── Given information ──

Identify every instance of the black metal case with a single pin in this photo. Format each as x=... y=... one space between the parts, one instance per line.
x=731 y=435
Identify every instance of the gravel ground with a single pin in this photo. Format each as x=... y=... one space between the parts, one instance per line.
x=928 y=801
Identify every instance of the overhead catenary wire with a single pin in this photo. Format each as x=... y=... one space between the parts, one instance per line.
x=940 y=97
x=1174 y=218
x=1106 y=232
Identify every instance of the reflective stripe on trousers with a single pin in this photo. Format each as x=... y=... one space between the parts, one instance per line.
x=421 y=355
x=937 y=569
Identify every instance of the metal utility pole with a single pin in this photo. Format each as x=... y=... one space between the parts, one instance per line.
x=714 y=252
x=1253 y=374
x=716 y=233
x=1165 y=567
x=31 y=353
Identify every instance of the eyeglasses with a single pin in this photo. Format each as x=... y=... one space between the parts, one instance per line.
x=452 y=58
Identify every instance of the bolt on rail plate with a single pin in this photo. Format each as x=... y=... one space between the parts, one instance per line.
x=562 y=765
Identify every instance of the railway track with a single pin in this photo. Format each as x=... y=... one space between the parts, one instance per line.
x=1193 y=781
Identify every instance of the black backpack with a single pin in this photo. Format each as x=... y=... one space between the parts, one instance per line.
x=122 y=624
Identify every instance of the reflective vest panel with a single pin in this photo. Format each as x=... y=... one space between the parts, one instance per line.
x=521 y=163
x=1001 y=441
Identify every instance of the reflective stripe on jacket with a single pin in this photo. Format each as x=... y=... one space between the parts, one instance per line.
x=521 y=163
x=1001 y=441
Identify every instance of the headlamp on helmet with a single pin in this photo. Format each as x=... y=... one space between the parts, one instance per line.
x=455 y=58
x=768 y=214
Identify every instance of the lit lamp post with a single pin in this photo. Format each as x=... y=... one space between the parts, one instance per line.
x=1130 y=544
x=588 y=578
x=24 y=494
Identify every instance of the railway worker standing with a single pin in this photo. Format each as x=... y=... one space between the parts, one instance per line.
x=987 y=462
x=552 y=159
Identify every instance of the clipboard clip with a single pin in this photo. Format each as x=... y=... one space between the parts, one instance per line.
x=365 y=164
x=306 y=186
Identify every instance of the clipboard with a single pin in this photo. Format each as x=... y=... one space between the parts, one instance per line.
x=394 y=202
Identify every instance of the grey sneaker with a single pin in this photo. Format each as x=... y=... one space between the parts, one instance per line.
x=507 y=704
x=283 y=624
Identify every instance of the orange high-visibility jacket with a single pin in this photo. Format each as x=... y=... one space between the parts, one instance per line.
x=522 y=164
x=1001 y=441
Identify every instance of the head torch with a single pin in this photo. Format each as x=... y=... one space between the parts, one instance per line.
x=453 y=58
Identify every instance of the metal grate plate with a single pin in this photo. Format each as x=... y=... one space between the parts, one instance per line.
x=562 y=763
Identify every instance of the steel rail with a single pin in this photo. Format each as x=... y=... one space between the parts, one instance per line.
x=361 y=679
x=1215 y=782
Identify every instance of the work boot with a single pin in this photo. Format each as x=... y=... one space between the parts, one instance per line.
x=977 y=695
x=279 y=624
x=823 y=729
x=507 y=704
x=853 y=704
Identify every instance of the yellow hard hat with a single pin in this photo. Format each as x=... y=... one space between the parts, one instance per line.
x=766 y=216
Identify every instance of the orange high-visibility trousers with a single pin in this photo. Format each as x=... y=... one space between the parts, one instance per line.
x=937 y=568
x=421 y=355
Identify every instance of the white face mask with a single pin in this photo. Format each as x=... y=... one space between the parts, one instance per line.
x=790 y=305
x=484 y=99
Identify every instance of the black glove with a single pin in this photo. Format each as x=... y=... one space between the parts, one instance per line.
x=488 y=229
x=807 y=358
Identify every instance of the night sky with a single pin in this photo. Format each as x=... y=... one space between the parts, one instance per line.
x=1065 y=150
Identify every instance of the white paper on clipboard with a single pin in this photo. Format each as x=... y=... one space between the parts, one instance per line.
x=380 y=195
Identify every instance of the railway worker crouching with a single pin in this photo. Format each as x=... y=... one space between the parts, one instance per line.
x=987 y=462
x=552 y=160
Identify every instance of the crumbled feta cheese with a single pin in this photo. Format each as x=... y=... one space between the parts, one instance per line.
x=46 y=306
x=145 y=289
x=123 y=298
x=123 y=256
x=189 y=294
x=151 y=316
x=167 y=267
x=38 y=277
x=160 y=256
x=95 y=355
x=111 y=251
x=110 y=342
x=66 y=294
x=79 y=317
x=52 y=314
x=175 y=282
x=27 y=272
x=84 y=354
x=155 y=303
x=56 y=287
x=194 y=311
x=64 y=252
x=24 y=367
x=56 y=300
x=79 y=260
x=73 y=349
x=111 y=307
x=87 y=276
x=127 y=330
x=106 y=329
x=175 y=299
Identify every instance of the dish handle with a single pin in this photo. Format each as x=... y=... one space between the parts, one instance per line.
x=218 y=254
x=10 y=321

───

#### What the task requires
Give the data again, exactly as written.

#### Exercise response
Identify every instance of the black metal case with a single pin in this photo. Format each as x=... y=... one space between the parts, one instance per line.
x=731 y=435
Identify every instance of the gravel ground with a single pin in this photo. Format each as x=... y=... one space between the parts, one instance per line.
x=928 y=801
Identify every instance of the overhead catenary wire with a single pin in this photo. Format each as x=... y=... one space between the parts, one instance per line.
x=940 y=97
x=1174 y=218
x=1106 y=232
Identify every instance of the reflective stripe on trousers with a single pin in this photo. Format each as x=... y=... one space between the parts, one instance per line.
x=421 y=355
x=937 y=569
Identify every instance of the metal utility pole with a single pin in this photo. Format each as x=... y=... one space between the parts, one instance per line.
x=714 y=252
x=1253 y=374
x=716 y=233
x=1165 y=567
x=31 y=353
Identify every instance of the eyeglasses with a single pin in this photo. Format each as x=... y=... one space between the parts, one instance per line.
x=452 y=58
Identify every instance of the bolt on rail plate with a single pin in this photo. Format each as x=... y=... one space between the parts, one instance per line.
x=562 y=765
Identify every instance of the railway track with a single pin in this photo. Format each as x=... y=... one space between the parts, one instance per line.
x=1193 y=781
Identify every instance of the black backpack with a single pin in this photo. Format each as x=... y=... one space between the parts, one instance per line.
x=122 y=624
Identify every instance of the reflective vest panel with a single pin in this photo. Format each as x=... y=... one space between the parts, one instance per line.
x=521 y=163
x=1001 y=441
Identify every instance of the reflective stripe on jacket with a single pin in this photo. Format each as x=... y=... one space between the parts, one instance per line.
x=521 y=163
x=1001 y=441
Identify every instance of the headlamp on helmet with a single pin in this photo. Format each as x=... y=... one space between the parts, one instance per line.
x=455 y=58
x=768 y=214
Identify every instance of the lit lamp post with a single pin in this photo. Format each as x=... y=... one space between the parts, one instance per line.
x=1130 y=544
x=588 y=578
x=24 y=494
Identify every instance of the railway worker standing with a single pin in this photo. Format each as x=... y=... one space between the parts, one instance per line.
x=987 y=462
x=552 y=159
Identify every instance of the clipboard clip with a single pin in this photo. Format each as x=... y=... one space between the parts, one instance per line.
x=365 y=164
x=306 y=186
Identify every instance of the clipboard with a single pin in this photo. Format each as x=... y=... one space between the parts, one instance per line.
x=394 y=202
Identify every instance of the grey sneaker with a single pin in this photo. Format each as x=... y=... one space between the parts, one instance per line.
x=507 y=704
x=283 y=624
Identify every instance of the orange high-visibility jacket with a single pin in this photo. Format each as x=... y=... one space between the parts, one instance per line.
x=522 y=164
x=1001 y=441
Identify every instance of the head torch with a single pin in this photo. Format each as x=... y=... one space between the parts, one instance per line.
x=453 y=58
Identify every instance of the metal grate plate with a single pin in this photo. Format each as x=... y=... one space between the parts, one instance per line.
x=562 y=763
Identify every instance of the steel rail with a single pin in this photo. Format each as x=... y=... one space between the parts, one instance per line.
x=361 y=679
x=1215 y=782
Identify every instance of the work boot with a single pin in this photo. Format each as x=... y=... one space between the parts, one instance per line.
x=977 y=695
x=279 y=624
x=823 y=729
x=507 y=704
x=853 y=704
Identify every instance of the yellow hard hat with a single pin in this photo. Format each as x=... y=... one space between the parts, one instance per line.
x=766 y=216
Identify every instance of the orange high-visibility trousers with a single pin in this photo. Format each as x=... y=... one space between the parts, one instance per line.
x=937 y=568
x=421 y=355
Identify every instance of the white face mask with a single pin in this photo. Format each as x=... y=... one space between the parts, one instance per line.
x=790 y=305
x=484 y=99
Identify every instance of the black glove with a single pin in this photo. Format each as x=... y=... one space between the parts, one instance per line.
x=488 y=229
x=807 y=358
Identify every instance of the night sky with a single pin in this photo. Format each as x=... y=... one space between the parts, one instance per line.
x=1065 y=150
Identify every instance of the white paper on clipboard with a single pin in this photo. Format each as x=... y=... one space between the parts, one instance per line.
x=380 y=195
Identify every instance of the railway worker crouching with a single pin in this photo. Format each as x=... y=... one space between the parts, one instance per line.
x=987 y=462
x=552 y=160
Identify every instance of the crumbled feta cheese with a single pin in this photo. Format each as x=... y=... one space between the parts, one instance per line.
x=46 y=306
x=145 y=289
x=123 y=298
x=123 y=256
x=189 y=294
x=151 y=316
x=167 y=267
x=38 y=277
x=160 y=256
x=95 y=355
x=111 y=251
x=110 y=342
x=66 y=294
x=79 y=317
x=52 y=314
x=175 y=282
x=27 y=272
x=84 y=354
x=155 y=303
x=56 y=287
x=194 y=311
x=64 y=252
x=24 y=367
x=56 y=300
x=79 y=260
x=73 y=349
x=111 y=307
x=87 y=276
x=127 y=330
x=106 y=329
x=175 y=299
Identify every instance of the dish handle with a single pin in this photo. Format each as x=... y=... one space between the parts, one instance per line.
x=218 y=254
x=10 y=321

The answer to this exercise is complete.